_Zielsetzung_: Wandle sämtliche folgenden Datensätze in eine Markdown-Tabelle mit den Spalten „Nr“ (fortlaufende Zeilennummer) und „Zeile“ (Zeileninhalt) um und lass dabei Leerzeilen aus. Die Bilder werden nicht in die Antwort übernommen.

- - - - - - -

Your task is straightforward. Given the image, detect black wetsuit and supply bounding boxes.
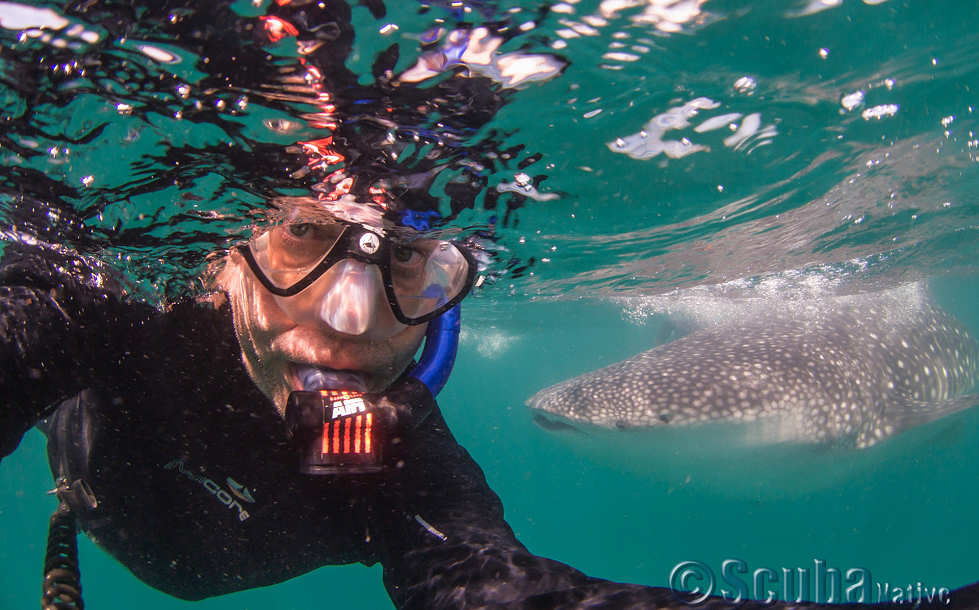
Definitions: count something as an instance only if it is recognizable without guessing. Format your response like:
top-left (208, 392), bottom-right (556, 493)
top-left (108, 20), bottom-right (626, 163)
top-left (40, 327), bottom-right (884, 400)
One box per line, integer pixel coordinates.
top-left (0, 245), bottom-right (975, 609)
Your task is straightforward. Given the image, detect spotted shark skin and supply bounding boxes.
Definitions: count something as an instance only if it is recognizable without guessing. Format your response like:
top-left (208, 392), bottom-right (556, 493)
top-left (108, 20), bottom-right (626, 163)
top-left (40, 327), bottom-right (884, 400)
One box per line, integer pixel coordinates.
top-left (527, 290), bottom-right (979, 448)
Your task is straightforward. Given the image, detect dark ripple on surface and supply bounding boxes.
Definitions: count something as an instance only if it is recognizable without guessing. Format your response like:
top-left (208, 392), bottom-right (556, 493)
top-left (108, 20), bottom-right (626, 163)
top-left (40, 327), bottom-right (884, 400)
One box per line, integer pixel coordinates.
top-left (0, 1), bottom-right (563, 298)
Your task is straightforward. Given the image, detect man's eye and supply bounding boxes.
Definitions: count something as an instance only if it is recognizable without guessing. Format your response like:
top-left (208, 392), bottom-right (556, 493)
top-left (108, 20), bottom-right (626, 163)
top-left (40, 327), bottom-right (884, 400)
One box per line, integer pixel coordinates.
top-left (289, 222), bottom-right (313, 237)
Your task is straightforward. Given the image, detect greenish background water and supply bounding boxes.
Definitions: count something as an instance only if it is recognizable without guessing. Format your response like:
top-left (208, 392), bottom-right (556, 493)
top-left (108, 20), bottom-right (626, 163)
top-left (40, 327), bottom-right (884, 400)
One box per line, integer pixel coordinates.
top-left (0, 0), bottom-right (979, 609)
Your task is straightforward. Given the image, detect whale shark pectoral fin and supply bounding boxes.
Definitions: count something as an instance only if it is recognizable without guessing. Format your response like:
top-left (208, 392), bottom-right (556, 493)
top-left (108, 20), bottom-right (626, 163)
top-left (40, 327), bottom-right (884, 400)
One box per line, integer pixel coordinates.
top-left (865, 394), bottom-right (979, 446)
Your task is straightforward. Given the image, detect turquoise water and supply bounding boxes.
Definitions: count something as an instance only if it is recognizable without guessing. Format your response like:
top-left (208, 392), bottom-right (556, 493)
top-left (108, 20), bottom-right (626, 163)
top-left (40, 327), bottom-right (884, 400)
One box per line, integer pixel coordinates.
top-left (0, 0), bottom-right (979, 609)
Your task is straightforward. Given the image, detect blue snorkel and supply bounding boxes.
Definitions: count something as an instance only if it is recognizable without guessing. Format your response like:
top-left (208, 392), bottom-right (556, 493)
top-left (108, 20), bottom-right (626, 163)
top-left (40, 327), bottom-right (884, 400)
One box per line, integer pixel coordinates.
top-left (408, 305), bottom-right (461, 397)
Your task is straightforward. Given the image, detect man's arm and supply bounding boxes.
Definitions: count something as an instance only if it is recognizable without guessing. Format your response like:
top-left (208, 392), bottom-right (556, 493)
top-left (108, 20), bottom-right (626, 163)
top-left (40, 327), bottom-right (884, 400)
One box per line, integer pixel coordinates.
top-left (375, 400), bottom-right (979, 610)
top-left (372, 408), bottom-right (740, 609)
top-left (0, 243), bottom-right (150, 458)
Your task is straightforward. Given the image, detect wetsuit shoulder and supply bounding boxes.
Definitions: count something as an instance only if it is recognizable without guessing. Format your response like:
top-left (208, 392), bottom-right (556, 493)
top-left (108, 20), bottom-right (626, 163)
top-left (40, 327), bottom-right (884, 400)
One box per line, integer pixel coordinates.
top-left (0, 244), bottom-right (233, 457)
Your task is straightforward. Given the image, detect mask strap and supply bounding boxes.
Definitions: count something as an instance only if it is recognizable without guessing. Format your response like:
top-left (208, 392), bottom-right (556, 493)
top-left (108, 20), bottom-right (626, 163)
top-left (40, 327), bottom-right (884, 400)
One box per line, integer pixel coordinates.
top-left (409, 305), bottom-right (460, 396)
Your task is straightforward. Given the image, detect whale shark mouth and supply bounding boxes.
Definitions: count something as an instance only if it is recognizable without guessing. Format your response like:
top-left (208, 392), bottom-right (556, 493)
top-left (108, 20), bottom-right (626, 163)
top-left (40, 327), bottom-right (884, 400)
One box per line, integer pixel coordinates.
top-left (531, 409), bottom-right (583, 434)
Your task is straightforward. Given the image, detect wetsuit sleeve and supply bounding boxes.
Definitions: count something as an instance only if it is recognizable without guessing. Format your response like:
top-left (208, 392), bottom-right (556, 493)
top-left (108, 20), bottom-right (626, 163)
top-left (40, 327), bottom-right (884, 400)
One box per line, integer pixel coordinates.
top-left (372, 408), bottom-right (710, 609)
top-left (0, 243), bottom-right (150, 458)
top-left (380, 407), bottom-right (979, 610)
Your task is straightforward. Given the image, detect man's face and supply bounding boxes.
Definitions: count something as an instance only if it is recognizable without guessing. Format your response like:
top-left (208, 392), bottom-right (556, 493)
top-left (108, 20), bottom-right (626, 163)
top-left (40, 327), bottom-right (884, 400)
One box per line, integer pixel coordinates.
top-left (220, 251), bottom-right (427, 413)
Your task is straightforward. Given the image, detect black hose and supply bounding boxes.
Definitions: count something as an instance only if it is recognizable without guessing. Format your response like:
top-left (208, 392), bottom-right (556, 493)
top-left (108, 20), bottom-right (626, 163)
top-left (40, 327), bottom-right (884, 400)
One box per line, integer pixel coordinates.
top-left (41, 502), bottom-right (85, 610)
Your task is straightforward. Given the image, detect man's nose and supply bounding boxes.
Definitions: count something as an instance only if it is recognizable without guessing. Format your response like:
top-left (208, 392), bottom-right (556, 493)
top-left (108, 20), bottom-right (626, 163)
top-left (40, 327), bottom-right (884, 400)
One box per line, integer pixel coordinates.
top-left (319, 259), bottom-right (393, 336)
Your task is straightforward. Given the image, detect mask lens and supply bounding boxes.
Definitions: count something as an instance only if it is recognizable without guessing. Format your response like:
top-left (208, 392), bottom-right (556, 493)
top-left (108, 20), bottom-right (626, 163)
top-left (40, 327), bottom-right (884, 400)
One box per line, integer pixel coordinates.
top-left (391, 239), bottom-right (469, 318)
top-left (250, 223), bottom-right (345, 289)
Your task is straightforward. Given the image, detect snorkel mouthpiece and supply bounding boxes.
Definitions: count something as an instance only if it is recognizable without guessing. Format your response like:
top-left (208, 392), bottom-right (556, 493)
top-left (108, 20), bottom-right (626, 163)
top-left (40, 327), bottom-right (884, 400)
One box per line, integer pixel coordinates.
top-left (297, 366), bottom-right (367, 394)
top-left (286, 367), bottom-right (385, 474)
top-left (285, 305), bottom-right (460, 474)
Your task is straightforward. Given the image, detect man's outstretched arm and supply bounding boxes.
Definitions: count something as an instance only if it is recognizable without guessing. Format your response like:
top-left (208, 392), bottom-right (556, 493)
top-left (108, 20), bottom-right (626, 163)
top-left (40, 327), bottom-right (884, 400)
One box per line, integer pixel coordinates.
top-left (379, 400), bottom-right (979, 610)
top-left (0, 243), bottom-right (150, 458)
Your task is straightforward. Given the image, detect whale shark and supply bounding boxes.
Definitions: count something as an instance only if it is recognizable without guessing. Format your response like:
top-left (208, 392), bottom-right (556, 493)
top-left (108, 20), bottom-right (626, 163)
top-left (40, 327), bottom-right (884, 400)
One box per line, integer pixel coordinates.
top-left (526, 290), bottom-right (979, 449)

- - - - - - -

_Aufgabenantwort_:
| Nr | Zeile |
|---|---|
| 1 | Your task is straightforward. Given the image, detect black wetsuit and supply bounding boxes. |
| 2 | Definitions: count something as an instance only if it is recognizable without guessing. Format your response like: |
| 3 | top-left (208, 392), bottom-right (556, 493) |
| 4 | top-left (108, 20), bottom-right (626, 163) |
| 5 | top-left (40, 327), bottom-right (884, 400) |
| 6 | One box per line, integer pixel coordinates. |
| 7 | top-left (0, 245), bottom-right (975, 609) |
| 8 | Your task is straightforward. Given the image, detect spotted shark skin and supply bounding boxes. |
| 9 | Definitions: count something as an instance only if it is recognizable without guessing. Format your response like: |
| 10 | top-left (208, 392), bottom-right (556, 493) |
| 11 | top-left (108, 20), bottom-right (626, 163) |
| 12 | top-left (40, 327), bottom-right (884, 400) |
| 13 | One box per line, integer pixel coordinates. |
| 14 | top-left (527, 290), bottom-right (979, 448) |
| 15 | Your task is straightforward. Given the image, detect dark ripple on surface and supply bounding boxes. |
| 16 | Definitions: count something as an instance only if it is recognizable without guessing. Format your response like: |
| 17 | top-left (208, 392), bottom-right (556, 493) |
| 18 | top-left (108, 20), bottom-right (626, 163) |
| 19 | top-left (40, 327), bottom-right (884, 400) |
| 20 | One box per line, integer pixel coordinates. |
| 21 | top-left (0, 1), bottom-right (563, 298) |
| 22 | Your task is straightforward. Given the image, detect man's eye and supply bounding boxes. |
| 23 | Definitions: count something as an instance only if it is recognizable without guessing. Format your response like: |
| 24 | top-left (208, 392), bottom-right (556, 493) |
| 25 | top-left (108, 20), bottom-right (626, 163) |
| 26 | top-left (40, 327), bottom-right (884, 400) |
| 27 | One box per line, integer pixel coordinates. |
| 28 | top-left (289, 222), bottom-right (313, 237) |
| 29 | Your task is straightforward. Given the image, detect greenish background water and supply bounding boxes. |
| 30 | Definitions: count something as an instance only if it is recognizable without guessing. Format your response like: |
| 31 | top-left (208, 392), bottom-right (556, 493) |
| 32 | top-left (108, 20), bottom-right (626, 163) |
| 33 | top-left (40, 327), bottom-right (884, 400) |
| 34 | One box per line, integer pixel coordinates. |
| 35 | top-left (0, 0), bottom-right (979, 609) |
| 36 | Your task is straightforward. Given the image, detect whale shark pectoral fin and supply bounding boxes. |
| 37 | Definitions: count something as an instance only if it is recognizable without guessing. Format your response like: |
| 38 | top-left (208, 392), bottom-right (556, 493) |
| 39 | top-left (108, 20), bottom-right (626, 163) |
| 40 | top-left (40, 327), bottom-right (884, 400) |
| 41 | One box per line, integer pixel coordinates. |
| 42 | top-left (865, 394), bottom-right (979, 446) |
| 43 | Your task is straightforward. Given the image, detect turquoise water and supply bounding boxes. |
| 44 | Definitions: count something as an instance only if it is recognizable without guessing. Format your response like: |
| 45 | top-left (208, 392), bottom-right (556, 493) |
| 46 | top-left (108, 20), bottom-right (626, 163) |
| 47 | top-left (40, 327), bottom-right (884, 400) |
| 48 | One box per line, integer pixel coordinates. |
| 49 | top-left (0, 0), bottom-right (979, 609) |
| 50 | Your task is straightforward. Given the image, detect blue snorkel and supply bounding boxes. |
| 51 | Definitions: count something as an instance only if it is recognizable without guessing. Format your response like: |
| 52 | top-left (208, 392), bottom-right (556, 493) |
| 53 | top-left (108, 20), bottom-right (626, 163) |
| 54 | top-left (40, 327), bottom-right (884, 400) |
| 55 | One box per line, integer pixel coordinates. |
| 56 | top-left (408, 305), bottom-right (461, 397) |
| 57 | Your task is straightforward. Given the image, detect man's arm and supply bounding boxes. |
| 58 | Definitions: count something as an instance only if it is recognizable without guessing. Format your response like: |
| 59 | top-left (208, 392), bottom-right (556, 493) |
| 60 | top-left (108, 20), bottom-right (626, 163) |
| 61 | top-left (40, 327), bottom-right (884, 400) |
| 62 | One box per line, integer pixel coordinates. |
| 63 | top-left (375, 400), bottom-right (979, 610) |
| 64 | top-left (372, 408), bottom-right (740, 609) |
| 65 | top-left (0, 243), bottom-right (150, 458) |
| 66 | Your task is straightforward. Given the image, detect wetsuit shoulder and supply bounding boxes. |
| 67 | Definitions: count something as an instance only if it is recognizable without guessing. Format your response like: |
| 68 | top-left (208, 392), bottom-right (556, 493) |
| 69 | top-left (108, 20), bottom-right (626, 163) |
| 70 | top-left (40, 327), bottom-right (884, 400) |
| 71 | One box per line, integer pixel coordinates. |
| 72 | top-left (0, 244), bottom-right (233, 457) |
| 73 | Your task is straightforward. Given the image, detect mask strap and supply bounding boxes. |
| 74 | Definitions: count something as an instance only if it is recognizable without guessing. Format your response like: |
| 75 | top-left (208, 392), bottom-right (556, 493) |
| 76 | top-left (108, 20), bottom-right (626, 163) |
| 77 | top-left (40, 327), bottom-right (884, 400) |
| 78 | One box per line, integer pixel coordinates. |
| 79 | top-left (409, 305), bottom-right (460, 396) |
| 80 | Your task is straightforward. Given the image, detect whale shark mouth and supply bounding boxes. |
| 81 | Definitions: count something as an instance only if it is recognizable without guessing. Format your response like: |
| 82 | top-left (208, 392), bottom-right (556, 493) |
| 83 | top-left (108, 20), bottom-right (626, 163) |
| 84 | top-left (40, 327), bottom-right (884, 400) |
| 85 | One box per line, integer pixel coordinates. |
| 86 | top-left (531, 409), bottom-right (583, 434) |
| 87 | Your task is straightforward. Given the image, detect wetsuit sleeve and supply bounding boxes. |
| 88 | Definitions: count something as an instance only if it is recognizable without guessing. Format your response like: |
| 89 | top-left (208, 392), bottom-right (556, 493) |
| 90 | top-left (108, 20), bottom-right (626, 163) |
| 91 | top-left (40, 327), bottom-right (884, 400) |
| 92 | One box per line, integer pixel coordinates. |
| 93 | top-left (372, 408), bottom-right (710, 609) |
| 94 | top-left (0, 243), bottom-right (150, 458) |
| 95 | top-left (380, 407), bottom-right (979, 610) |
| 96 | Your task is straightforward. Given the image, detect man's face and supply bounding boxes. |
| 97 | Definitions: count something as an instance only if it is recognizable without guessing. Format your response like: |
| 98 | top-left (208, 392), bottom-right (556, 493) |
| 99 | top-left (108, 20), bottom-right (626, 163) |
| 100 | top-left (40, 327), bottom-right (884, 400) |
| 101 | One box per line, integer pixel coordinates. |
| 102 | top-left (220, 251), bottom-right (427, 413) |
| 103 | Your task is straightforward. Given the image, detect black hose and supply bounding boxes. |
| 104 | Definitions: count something as an instance only if it is recognizable without guessing. Format your response like: |
| 105 | top-left (208, 392), bottom-right (556, 493) |
| 106 | top-left (108, 20), bottom-right (626, 163) |
| 107 | top-left (40, 327), bottom-right (884, 400) |
| 108 | One box per line, integer pixel coordinates. |
| 109 | top-left (41, 502), bottom-right (85, 610) |
| 110 | Your task is straightforward. Given the image, detect man's nose and supply bounding boxes. |
| 111 | Definitions: count something as an instance only if it is recognizable without guessing. Format your response like: |
| 112 | top-left (208, 392), bottom-right (556, 493) |
| 113 | top-left (108, 20), bottom-right (626, 163) |
| 114 | top-left (40, 327), bottom-right (884, 400) |
| 115 | One box per line, integer pixel coordinates. |
| 116 | top-left (319, 259), bottom-right (393, 336) |
| 117 | Your task is straightforward. Given the image, detect mask lens and supply bounding boxes. |
| 118 | Definitions: count something as an instance only if it is recognizable without guessing. Format your response like: |
| 119 | top-left (208, 392), bottom-right (556, 493) |
| 120 | top-left (108, 20), bottom-right (626, 163) |
| 121 | top-left (40, 327), bottom-right (884, 400) |
| 122 | One box per line, integer pixel coordinates. |
| 123 | top-left (391, 239), bottom-right (469, 318) |
| 124 | top-left (250, 223), bottom-right (345, 289) |
| 125 | Your task is straightforward. Given the image, detect snorkel mouthpiece and supply bounding boxes. |
| 126 | Definitions: count something as an instance only if it is recognizable without guessing. Format your response like: |
| 127 | top-left (208, 392), bottom-right (556, 493) |
| 128 | top-left (108, 20), bottom-right (626, 163) |
| 129 | top-left (40, 327), bottom-right (884, 400) |
| 130 | One box per line, integer pixel coordinates. |
| 131 | top-left (297, 366), bottom-right (367, 394) |
| 132 | top-left (286, 367), bottom-right (385, 474) |
| 133 | top-left (285, 305), bottom-right (460, 474) |
| 134 | Your task is straightforward. Given the image, detect man's outstretched arm and supply bounding boxes. |
| 135 | Definitions: count something as an instance only if it is recognizable without guessing. Format your response like: |
| 136 | top-left (208, 392), bottom-right (556, 493) |
| 137 | top-left (108, 20), bottom-right (626, 163) |
| 138 | top-left (40, 327), bottom-right (884, 400) |
| 139 | One box per line, integer pixel coordinates. |
| 140 | top-left (379, 400), bottom-right (979, 610) |
| 141 | top-left (0, 243), bottom-right (150, 458) |
| 142 | Your task is straightforward. Given the image, detect whale shark and supply bounding boxes. |
| 143 | Definitions: count something as an instance only if it is recognizable without guessing. Format your response like: |
| 144 | top-left (208, 392), bottom-right (556, 493) |
| 145 | top-left (108, 20), bottom-right (626, 163) |
| 146 | top-left (40, 327), bottom-right (884, 400) |
| 147 | One box per line, integer pixel coordinates. |
| 148 | top-left (526, 290), bottom-right (979, 449) |